Working data:
"""

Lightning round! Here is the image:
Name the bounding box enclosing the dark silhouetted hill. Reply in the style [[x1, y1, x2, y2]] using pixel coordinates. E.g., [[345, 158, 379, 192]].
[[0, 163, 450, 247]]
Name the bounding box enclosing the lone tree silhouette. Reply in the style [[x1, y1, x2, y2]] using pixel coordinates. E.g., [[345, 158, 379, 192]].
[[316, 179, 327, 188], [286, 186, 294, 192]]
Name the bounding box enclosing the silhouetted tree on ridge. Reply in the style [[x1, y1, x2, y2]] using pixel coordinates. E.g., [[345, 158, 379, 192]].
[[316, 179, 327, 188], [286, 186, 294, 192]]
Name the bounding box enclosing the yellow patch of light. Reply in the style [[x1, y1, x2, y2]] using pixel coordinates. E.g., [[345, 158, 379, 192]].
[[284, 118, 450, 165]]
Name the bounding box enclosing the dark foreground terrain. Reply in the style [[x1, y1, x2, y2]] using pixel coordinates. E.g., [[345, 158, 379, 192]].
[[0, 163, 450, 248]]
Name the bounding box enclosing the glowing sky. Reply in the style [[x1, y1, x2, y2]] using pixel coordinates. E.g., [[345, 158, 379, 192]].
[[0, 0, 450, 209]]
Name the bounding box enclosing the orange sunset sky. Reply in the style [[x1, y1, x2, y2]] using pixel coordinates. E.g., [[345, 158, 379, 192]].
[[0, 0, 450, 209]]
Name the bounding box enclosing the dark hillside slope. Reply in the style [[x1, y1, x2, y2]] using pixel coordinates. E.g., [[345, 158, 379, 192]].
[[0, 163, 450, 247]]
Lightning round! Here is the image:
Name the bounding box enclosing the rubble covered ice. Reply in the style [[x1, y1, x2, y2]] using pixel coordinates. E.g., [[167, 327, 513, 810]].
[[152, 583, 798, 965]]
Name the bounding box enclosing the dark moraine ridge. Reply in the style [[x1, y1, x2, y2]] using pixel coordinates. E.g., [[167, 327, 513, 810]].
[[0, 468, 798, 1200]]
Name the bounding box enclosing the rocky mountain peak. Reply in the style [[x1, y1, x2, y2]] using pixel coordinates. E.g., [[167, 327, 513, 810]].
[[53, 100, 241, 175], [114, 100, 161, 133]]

"""

Task directions: Can you return each of the records above verbatim, from the first line to the last?

Response to this task:
Lightning round! Here is the image:
Name the bounding box enclosing the dark silhouetted hill. Reply in the style [[x1, y1, x2, y2]] using pixel coordinates. E.g., [[345, 158, 379, 192]].
[[0, 163, 450, 247]]
Name the bounding box enclosing the lone tree silhouette. Reply in the style [[x1, y1, x2, y2]] using pixel coordinates. E.g., [[345, 158, 379, 192]].
[[316, 179, 327, 188], [286, 186, 294, 192]]
Name the bounding box enclosing the silhouetted tree on ridge. Reply in the style [[x1, y1, x2, y2]] using pixel coordinates. E.g., [[345, 158, 379, 192]].
[[316, 179, 327, 188], [286, 186, 294, 192]]
Name the bounding box enclosing the yellow patch of light. Reply in the style [[x1, y1, x2, y2]] using pixel coordinates. E.g., [[345, 158, 379, 192]].
[[284, 118, 450, 165]]
Name the bounding box enclosing the dark foreground terrain. Reply in the style [[x1, y1, x2, y2]] using pixel coordinates. E.g., [[345, 158, 379, 192]].
[[0, 163, 450, 248]]
Name the bounding box enclosing the glowing sky. Reply in the style [[x1, y1, x2, y2]] using pixel coordinates. E.g., [[345, 158, 379, 192]].
[[0, 0, 450, 209]]
Name the bounding box enclosing the orange sunset sky. Reply in the style [[x1, y1, x2, y2]] using pixel coordinates. E.g., [[345, 158, 379, 192]].
[[0, 0, 450, 209]]
Name the bounding box enclosing the dark hillside slope. Reply in the style [[x1, y1, x2, y2]] using pixel coordinates. E.g., [[345, 158, 379, 192]].
[[0, 163, 450, 247]]
Lightning round! Here is the image:
Name the bounding box enclosing the rubble covered ice. Reply in the style [[x1, y1, x2, y2]] using pixel coordinates. E.g., [[167, 327, 513, 810]].
[[152, 583, 798, 965]]
Name the bounding box enclosing the dark moraine ridge. Reply in the style [[x1, y1, x2, y2]] using pixel coordinates. E.g., [[167, 327, 513, 810]].
[[0, 468, 798, 1200]]
Name the bounding box enclosing the rocky mountain peak. Reply in the style [[x1, y1, x2, y2]] using pixel coordinates. E.g., [[167, 327, 513, 810]].
[[53, 100, 241, 175], [114, 100, 161, 133]]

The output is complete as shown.